[TO BE DONE]
• A. Copy word for word the part of the passage on the film "Black Narcissus" starting with "As the director" and going on through "took her vows.".
• B. Answer these questions from the passage on the film "Black Narcissus":
(i) Which actress played Sister Ruth?
(ii) What is the title of the first volume of Powell's autobiography?
(iii) Where did Powell insist on shooting the whole film?
• C. Write a continuation of the passage on the film "Black Narcissus" that picks up after its final sentence.

##### GIVEN PASSAGE #####

Sister Clodagh, the youngest sister superior in the order, was played by Deborah Kerr, and her nemesis, Sister Ruth, by Kathleen Byron, leading Powell to tartly note in his autobiography, “so my two mistresses, one ex and one current, were both working for me in the same picture. It was a situation not uncommon in show business, I was told, but it was new to me.”
Also in the picture was hunky David Farrar as the local British agent suspicious of the nuns, Sabu as the extravagant son of the local ruler whose London-bought scent gives the film its name, and the teenage Jean Simmons, miles away from the Ophelia she played almost simultaneously for Laurence Olivier, as the sensuous Ria.
Powell called this “the most erotic film I have ever made,” but what most viewers remember as well is the exquisite, poetic color “Black Narcissus” used, its glorious evocation of the Himalayas made all the more noteworthy because Powell insisted on doing the whole film inside the studio.
As the director pointed out in “A Life in Movies,” the first volume of his autobiography, “The atmosphere in this film is everything, and we must create and control it from the start. Wind, the altitude, the beauty of the setting--it must all be under our control. If we went to India and shot a lot of exteriors, according to the usual plan, and then came back to Pinewood and then tried to match them here, you would have two kinds of colour and two kinds of style.” LACMA’s “Black Narcissus” print includes the flashback sequences, doltishly censored in this country, that show a romance Deborah Kerr’s character had before she took her vows.

##### RAW DATA #####

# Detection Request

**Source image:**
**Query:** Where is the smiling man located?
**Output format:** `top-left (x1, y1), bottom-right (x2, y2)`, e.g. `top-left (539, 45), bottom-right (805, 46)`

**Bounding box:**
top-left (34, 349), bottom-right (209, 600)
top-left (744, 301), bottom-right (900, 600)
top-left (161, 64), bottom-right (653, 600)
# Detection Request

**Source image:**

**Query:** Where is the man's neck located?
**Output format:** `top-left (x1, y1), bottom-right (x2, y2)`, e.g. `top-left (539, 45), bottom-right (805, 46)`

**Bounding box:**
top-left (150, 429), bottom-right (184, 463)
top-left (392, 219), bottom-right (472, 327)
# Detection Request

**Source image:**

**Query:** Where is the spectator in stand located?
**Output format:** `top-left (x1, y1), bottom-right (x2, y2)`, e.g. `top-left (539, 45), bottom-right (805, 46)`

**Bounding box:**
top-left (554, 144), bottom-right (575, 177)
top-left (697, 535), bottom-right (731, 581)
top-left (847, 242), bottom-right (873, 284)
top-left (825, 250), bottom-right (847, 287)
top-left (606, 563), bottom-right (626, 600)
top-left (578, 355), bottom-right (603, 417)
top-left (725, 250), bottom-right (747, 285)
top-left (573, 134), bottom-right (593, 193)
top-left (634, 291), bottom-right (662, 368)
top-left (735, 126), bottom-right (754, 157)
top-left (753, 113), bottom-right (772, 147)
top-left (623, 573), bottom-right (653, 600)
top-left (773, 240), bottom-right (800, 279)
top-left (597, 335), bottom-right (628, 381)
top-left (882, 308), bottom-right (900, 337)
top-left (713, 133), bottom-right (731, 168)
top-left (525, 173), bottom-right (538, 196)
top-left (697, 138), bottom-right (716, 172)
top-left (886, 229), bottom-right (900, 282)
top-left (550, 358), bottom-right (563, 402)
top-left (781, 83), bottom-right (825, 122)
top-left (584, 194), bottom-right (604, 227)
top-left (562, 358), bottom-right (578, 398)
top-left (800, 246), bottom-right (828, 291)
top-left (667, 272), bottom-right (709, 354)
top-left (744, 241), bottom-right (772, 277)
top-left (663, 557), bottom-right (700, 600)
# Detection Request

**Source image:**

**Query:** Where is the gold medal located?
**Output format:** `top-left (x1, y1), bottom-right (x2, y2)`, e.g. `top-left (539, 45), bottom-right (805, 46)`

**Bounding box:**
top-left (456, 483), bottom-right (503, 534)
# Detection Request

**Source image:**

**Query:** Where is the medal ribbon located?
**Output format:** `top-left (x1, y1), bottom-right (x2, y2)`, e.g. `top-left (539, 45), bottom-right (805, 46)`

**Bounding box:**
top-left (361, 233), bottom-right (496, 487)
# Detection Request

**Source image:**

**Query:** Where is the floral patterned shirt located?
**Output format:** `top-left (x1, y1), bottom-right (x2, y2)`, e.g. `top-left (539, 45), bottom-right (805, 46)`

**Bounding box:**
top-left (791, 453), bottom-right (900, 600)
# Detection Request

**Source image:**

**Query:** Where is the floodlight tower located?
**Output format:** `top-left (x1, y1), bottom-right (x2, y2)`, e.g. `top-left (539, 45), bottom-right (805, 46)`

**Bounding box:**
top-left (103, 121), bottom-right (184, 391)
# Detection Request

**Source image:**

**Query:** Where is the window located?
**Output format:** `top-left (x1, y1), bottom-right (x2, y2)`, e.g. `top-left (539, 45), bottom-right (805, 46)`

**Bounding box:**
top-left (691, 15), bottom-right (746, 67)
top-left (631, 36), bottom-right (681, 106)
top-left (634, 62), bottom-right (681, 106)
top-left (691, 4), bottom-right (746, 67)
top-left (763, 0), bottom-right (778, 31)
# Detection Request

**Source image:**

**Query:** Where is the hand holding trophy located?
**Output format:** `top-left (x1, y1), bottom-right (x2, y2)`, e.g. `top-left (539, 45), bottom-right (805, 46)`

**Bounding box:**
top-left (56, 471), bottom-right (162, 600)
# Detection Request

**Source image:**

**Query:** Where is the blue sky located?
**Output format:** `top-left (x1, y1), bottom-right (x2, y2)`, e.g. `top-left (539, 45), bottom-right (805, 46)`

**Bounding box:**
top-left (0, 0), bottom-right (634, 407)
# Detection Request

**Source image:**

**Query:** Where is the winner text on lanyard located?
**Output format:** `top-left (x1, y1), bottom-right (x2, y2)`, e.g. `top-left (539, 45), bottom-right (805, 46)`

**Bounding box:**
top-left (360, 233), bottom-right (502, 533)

#####

[EXERCISE RESULTS]
• A.
As the director pointed out in “A Life in Movies,” the first volume of his autobiography, “The atmosphere in this film is everything, and we must create and control it from the start. Wind, the altitude, the beauty of the setting--it must all be under our control. If we went to India and shot a lot of exteriors, according to the usual plan, and then came back to Pinewood and then tried to match them here, you would have two kinds of colour and two kinds of style.” LACMA’s “Black Narcissus” print includes the flashback sequences, doltishly censored in this country, that show a romance Deborah Kerr’s character had before she took her vows.

• B.
(i) Kathleen Byron
(ii) "A Life in Movies"
(iii) Inside the studio

• C.
Also being shown triumphantly uncut at 2 hours and 43 minutes is the frequently chopped-up 1943 “The Life and Death of Colonel Blimp,” the Archers’ most British and most controversial film.
Colonel Blimp is not the name of a person but rather a type, invented by cartoonist David Low, usually described as an elderly conservative opposed to change on principle and here personified as one Maj. Gen. Clive Wynne-Candy.
Though its local reputation now couldn’t be higher (London-based Time Out says “in the history of British cinema there is nothing to touch it”), Winston Churchill considered the film defeatist and the British government placed obstacles in its way, refusing to allow Laurence Olivier military leave to play the lead. It went instead to Roger Livesey, who gave the performance of his career.
In its leisurely, heartfelt examination of 40 years of Wynne-Candy’s life (with Deborah Kerr playing each of the three women he loved), “Colonel Blimp” is the Archers’ ultimate celebration of British character even though its aim, as Powell wrote, was to be “a hard-hitting film which lampooned the military mind and said we must pull our socks up if we were going to win the war.”
Because even while making its point that the nature of the Nazi menace was such that the British trust in the rules of the game could be fatal, “Colonel Blimp” can’t help creating considerable poignancy about the end of what seemed to be a much more innocent era.
Powell and Pressburger enjoyed using the same actors, and Livesey made a return in 1945’s “I Know Where I’m Going,” one of the screen’s most satisfying romantic concoctions--novelist Nora Sayre has written that she was almost deprived of her allowance when she was 12 because she went to the film week after week. Co-starring with Livesey was another Archers favorite, Wendy Hiller, who was to have had Kerr’s part in “Colonel Blimp” until she became pregnant.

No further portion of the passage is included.